WHAT IS ASKED
Select each line below that contains the word "window" and copy it out.

-- Begin RECORDS --

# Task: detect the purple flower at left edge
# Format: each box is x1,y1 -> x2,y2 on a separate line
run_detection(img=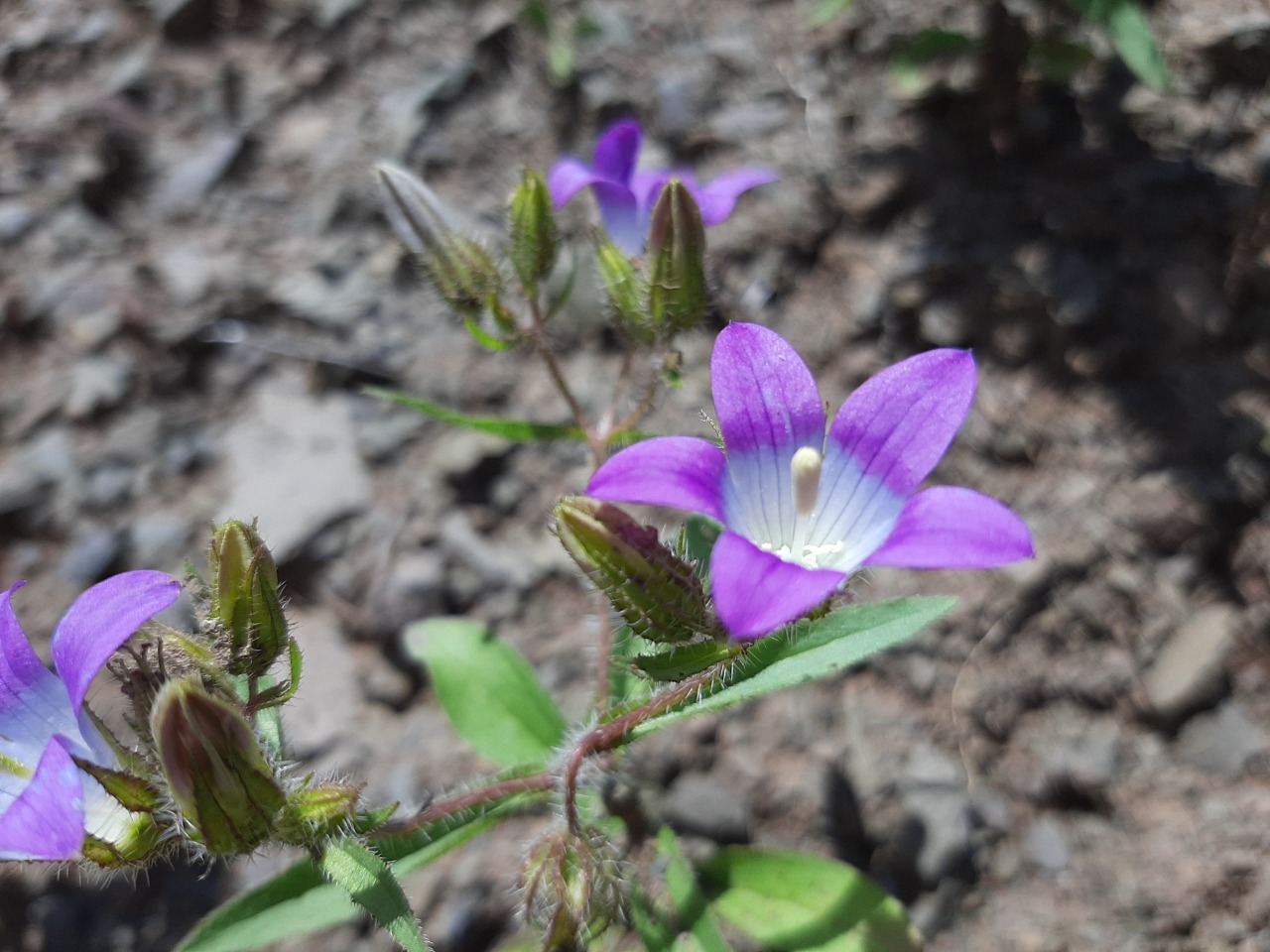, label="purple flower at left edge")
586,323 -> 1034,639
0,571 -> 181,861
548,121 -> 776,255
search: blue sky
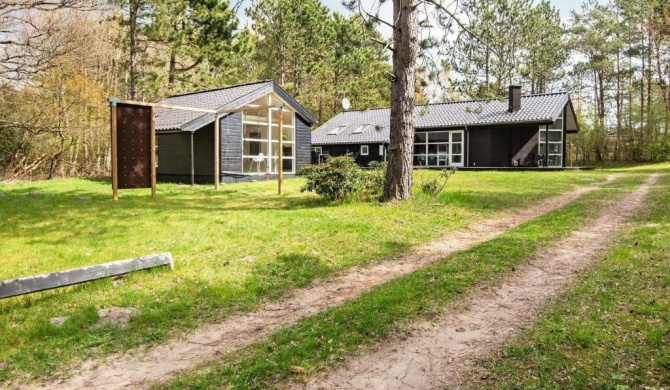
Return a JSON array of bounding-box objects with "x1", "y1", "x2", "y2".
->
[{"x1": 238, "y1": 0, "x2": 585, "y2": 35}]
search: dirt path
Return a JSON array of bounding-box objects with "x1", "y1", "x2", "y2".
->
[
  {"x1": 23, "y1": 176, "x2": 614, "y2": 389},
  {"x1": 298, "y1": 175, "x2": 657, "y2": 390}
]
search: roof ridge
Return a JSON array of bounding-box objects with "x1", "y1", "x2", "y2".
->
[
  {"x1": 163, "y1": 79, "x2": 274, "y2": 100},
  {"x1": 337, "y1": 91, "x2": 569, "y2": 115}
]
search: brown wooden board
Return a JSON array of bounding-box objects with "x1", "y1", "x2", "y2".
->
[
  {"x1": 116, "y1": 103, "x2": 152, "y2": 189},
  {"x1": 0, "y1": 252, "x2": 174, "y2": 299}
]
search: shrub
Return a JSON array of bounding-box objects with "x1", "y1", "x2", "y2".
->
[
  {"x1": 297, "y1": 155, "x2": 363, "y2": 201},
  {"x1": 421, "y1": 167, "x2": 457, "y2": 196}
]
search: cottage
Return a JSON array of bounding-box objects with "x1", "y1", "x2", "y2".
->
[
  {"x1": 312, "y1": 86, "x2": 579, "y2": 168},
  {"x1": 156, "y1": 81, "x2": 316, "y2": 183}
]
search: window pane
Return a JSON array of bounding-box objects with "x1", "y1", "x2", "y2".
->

-- End RECORDS --
-- Begin RECORDS --

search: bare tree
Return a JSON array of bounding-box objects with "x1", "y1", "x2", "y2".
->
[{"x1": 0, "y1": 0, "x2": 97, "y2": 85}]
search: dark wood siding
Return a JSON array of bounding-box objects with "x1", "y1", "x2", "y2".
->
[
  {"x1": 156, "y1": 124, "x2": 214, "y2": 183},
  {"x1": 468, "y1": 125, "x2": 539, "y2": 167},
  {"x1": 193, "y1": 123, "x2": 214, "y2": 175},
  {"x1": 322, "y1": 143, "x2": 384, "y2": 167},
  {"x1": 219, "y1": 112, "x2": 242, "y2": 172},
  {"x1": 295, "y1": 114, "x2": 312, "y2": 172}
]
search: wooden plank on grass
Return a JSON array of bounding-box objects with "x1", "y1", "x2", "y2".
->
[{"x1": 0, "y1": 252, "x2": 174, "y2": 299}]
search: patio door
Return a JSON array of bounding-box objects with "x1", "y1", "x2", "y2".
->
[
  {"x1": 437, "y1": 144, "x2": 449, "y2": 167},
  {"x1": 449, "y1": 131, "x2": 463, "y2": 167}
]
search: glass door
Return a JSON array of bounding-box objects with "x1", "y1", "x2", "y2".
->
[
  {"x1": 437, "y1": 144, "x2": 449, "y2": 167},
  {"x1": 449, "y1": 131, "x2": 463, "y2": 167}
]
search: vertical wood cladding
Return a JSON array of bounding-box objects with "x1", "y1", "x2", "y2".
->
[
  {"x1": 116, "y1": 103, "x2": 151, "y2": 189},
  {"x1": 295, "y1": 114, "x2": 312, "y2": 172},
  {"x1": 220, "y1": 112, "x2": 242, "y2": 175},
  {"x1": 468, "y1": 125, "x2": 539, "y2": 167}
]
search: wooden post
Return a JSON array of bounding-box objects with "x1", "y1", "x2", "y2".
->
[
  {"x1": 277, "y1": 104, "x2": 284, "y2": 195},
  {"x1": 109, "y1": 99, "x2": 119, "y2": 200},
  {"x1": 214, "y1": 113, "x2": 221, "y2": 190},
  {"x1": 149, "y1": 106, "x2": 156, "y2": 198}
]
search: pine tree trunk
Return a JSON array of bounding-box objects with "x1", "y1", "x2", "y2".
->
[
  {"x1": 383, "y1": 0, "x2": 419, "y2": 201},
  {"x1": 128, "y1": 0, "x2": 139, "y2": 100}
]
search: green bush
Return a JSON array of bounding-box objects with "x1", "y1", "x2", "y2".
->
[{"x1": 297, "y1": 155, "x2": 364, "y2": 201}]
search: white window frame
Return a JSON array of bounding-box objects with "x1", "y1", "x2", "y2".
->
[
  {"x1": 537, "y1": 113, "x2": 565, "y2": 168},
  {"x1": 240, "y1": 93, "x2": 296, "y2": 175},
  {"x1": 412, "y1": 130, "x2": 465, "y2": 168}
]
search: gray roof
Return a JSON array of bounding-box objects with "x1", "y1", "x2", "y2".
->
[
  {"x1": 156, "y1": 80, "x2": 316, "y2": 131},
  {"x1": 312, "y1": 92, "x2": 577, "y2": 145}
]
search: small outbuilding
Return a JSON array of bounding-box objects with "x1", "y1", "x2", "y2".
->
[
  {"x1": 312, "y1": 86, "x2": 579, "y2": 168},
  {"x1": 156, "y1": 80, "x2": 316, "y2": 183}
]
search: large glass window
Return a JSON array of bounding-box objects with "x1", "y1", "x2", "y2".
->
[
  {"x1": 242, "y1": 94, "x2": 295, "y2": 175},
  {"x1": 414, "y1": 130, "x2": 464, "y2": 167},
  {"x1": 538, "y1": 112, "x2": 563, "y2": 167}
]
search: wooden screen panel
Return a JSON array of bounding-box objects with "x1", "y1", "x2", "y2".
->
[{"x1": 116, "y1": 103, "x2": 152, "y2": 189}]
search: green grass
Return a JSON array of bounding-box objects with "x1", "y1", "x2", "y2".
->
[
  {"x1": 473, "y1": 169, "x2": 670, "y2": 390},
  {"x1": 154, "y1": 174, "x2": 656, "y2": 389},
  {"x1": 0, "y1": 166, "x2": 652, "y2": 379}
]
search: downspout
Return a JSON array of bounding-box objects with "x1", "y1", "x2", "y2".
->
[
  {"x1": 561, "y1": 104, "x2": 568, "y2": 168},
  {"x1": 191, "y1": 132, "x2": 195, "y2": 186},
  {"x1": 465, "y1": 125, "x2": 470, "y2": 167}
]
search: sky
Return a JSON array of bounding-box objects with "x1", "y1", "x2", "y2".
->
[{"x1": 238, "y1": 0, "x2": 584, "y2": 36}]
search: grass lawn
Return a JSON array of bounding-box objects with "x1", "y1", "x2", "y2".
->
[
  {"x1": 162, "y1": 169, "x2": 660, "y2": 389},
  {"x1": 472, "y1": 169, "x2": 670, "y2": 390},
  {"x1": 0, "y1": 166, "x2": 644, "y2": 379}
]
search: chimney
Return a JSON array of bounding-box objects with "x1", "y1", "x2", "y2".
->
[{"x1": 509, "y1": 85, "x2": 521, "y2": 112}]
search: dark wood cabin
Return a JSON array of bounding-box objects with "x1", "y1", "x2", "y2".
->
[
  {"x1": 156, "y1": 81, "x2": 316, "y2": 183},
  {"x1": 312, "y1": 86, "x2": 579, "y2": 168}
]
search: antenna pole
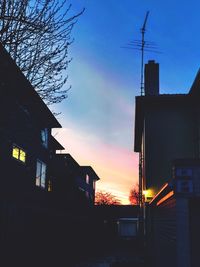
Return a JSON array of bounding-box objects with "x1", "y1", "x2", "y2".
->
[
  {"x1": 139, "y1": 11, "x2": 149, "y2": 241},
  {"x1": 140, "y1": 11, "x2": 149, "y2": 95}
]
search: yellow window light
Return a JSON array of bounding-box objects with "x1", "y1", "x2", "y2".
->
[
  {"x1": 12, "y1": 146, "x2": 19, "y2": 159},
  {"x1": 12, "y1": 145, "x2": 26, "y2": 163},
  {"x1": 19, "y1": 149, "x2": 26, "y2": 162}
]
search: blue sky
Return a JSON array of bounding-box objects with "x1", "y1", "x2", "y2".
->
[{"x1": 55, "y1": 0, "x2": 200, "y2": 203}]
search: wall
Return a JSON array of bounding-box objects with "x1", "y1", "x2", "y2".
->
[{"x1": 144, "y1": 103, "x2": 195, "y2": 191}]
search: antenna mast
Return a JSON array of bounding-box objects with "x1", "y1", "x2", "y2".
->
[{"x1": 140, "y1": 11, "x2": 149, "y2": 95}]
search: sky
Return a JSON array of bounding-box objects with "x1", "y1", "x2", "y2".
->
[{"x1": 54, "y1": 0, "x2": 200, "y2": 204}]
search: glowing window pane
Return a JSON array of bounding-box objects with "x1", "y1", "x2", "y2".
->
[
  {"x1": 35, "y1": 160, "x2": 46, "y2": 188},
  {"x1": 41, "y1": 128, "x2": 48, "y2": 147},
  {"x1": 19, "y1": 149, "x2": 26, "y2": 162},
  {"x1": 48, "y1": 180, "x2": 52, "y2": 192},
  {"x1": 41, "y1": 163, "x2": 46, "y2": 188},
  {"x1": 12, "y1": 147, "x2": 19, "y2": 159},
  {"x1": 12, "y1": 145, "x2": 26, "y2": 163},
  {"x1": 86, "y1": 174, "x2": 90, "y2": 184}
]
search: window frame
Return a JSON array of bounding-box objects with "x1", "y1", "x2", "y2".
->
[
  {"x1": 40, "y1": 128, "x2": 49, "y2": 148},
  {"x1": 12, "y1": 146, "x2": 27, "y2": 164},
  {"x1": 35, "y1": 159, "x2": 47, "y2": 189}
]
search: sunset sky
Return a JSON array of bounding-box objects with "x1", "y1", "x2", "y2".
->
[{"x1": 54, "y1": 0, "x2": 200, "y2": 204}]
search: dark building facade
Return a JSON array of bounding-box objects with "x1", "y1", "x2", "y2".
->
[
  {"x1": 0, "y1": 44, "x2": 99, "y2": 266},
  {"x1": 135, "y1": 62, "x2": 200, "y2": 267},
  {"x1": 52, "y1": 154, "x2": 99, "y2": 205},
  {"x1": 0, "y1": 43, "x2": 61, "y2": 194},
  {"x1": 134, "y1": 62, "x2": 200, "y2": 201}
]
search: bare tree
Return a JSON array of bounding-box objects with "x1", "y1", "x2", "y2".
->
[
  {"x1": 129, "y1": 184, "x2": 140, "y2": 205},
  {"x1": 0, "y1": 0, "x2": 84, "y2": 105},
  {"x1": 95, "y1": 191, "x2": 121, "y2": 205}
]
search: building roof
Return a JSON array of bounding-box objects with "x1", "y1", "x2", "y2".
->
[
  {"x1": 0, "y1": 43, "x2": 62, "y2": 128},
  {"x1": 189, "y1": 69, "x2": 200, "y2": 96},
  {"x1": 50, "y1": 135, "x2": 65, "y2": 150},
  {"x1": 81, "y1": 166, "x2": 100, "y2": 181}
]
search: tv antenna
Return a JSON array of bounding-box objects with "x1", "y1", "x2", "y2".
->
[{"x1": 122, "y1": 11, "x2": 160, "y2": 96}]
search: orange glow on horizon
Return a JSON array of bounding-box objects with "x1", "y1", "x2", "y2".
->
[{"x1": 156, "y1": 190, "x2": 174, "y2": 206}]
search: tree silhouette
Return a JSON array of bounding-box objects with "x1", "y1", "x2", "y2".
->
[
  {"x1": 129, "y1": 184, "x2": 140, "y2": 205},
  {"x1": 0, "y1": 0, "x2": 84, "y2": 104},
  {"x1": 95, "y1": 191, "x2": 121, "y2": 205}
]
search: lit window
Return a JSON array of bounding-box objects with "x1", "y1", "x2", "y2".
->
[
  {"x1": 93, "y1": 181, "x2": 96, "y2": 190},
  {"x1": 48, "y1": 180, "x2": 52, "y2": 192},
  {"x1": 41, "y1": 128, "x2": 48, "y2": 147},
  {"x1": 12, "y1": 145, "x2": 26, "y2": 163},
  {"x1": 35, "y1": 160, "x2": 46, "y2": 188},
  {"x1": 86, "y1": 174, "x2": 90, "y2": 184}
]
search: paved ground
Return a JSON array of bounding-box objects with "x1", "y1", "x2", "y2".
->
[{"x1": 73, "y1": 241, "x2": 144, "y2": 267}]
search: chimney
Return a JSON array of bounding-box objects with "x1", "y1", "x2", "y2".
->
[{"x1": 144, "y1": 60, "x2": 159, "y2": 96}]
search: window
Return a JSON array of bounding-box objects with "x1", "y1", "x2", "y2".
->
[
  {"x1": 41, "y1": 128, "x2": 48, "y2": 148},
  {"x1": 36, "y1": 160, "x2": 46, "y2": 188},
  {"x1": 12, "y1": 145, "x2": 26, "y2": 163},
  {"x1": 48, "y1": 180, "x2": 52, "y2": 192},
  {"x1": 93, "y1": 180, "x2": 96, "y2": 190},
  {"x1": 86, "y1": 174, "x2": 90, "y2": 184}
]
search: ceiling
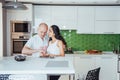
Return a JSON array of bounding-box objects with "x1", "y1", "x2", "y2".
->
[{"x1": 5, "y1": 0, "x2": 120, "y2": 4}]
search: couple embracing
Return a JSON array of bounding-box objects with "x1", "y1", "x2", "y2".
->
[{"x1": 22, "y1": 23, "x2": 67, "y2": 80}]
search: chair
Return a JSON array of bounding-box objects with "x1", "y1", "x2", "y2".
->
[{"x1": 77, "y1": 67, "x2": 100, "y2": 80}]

-- End RECORDS --
-- Begin RECORDS --

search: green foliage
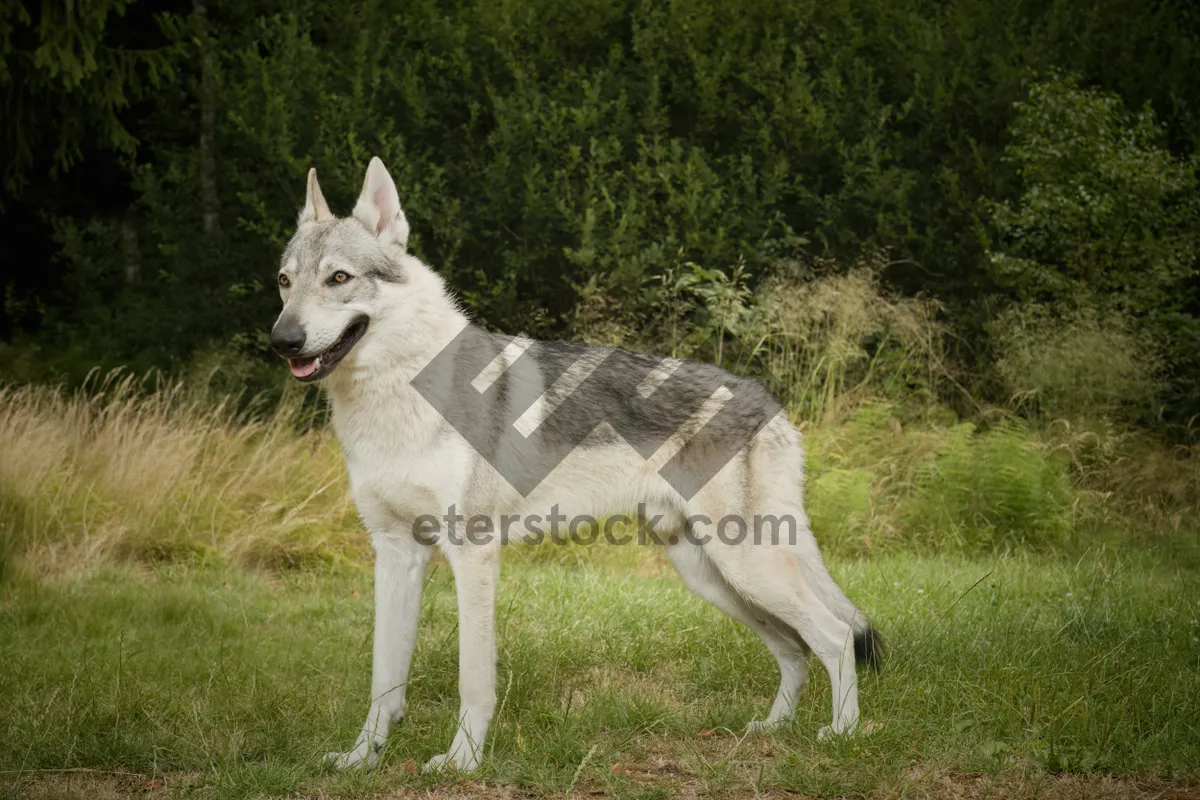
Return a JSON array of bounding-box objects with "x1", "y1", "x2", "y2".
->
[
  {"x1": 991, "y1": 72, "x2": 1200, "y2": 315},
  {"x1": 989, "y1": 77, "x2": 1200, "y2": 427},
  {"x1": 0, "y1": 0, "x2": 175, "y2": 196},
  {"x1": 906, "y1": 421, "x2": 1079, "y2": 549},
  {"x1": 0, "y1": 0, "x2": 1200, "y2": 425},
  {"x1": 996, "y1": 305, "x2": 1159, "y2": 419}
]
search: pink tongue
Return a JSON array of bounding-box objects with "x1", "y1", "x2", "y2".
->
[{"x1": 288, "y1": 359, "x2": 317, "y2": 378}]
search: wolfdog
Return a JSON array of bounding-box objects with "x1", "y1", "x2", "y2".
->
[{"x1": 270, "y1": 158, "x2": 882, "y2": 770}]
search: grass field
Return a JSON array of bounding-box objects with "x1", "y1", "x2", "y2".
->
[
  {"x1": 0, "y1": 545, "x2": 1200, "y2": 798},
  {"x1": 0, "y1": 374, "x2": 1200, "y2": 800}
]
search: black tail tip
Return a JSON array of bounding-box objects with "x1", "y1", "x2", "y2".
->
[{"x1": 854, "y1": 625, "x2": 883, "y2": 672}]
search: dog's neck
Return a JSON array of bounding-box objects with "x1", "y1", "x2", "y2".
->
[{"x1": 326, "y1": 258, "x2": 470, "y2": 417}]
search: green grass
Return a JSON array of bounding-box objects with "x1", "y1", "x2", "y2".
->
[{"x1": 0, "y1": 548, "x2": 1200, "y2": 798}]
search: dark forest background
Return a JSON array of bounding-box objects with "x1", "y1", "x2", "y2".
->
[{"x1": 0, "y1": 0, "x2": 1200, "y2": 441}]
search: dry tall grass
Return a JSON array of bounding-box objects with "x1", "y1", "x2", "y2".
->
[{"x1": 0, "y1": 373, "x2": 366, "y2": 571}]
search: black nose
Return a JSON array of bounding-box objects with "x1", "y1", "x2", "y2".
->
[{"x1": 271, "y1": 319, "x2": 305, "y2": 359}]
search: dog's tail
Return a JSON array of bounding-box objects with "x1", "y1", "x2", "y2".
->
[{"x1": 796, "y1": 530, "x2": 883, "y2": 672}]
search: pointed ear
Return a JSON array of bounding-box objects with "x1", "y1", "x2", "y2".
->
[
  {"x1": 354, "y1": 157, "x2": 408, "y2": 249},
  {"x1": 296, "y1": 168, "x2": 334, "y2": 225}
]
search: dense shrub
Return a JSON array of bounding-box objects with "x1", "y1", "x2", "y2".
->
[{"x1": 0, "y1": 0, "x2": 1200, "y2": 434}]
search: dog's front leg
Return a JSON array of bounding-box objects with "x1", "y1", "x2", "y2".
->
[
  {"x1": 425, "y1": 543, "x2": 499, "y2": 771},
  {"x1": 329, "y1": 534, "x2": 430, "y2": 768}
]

-- End RECORDS --

SOLUTION TO THE PROBLEM
search: window pane
search: white window frame
search: large glass window
search: yellow window light
search: glowing window pane
search: window frame
search: lit window
search: window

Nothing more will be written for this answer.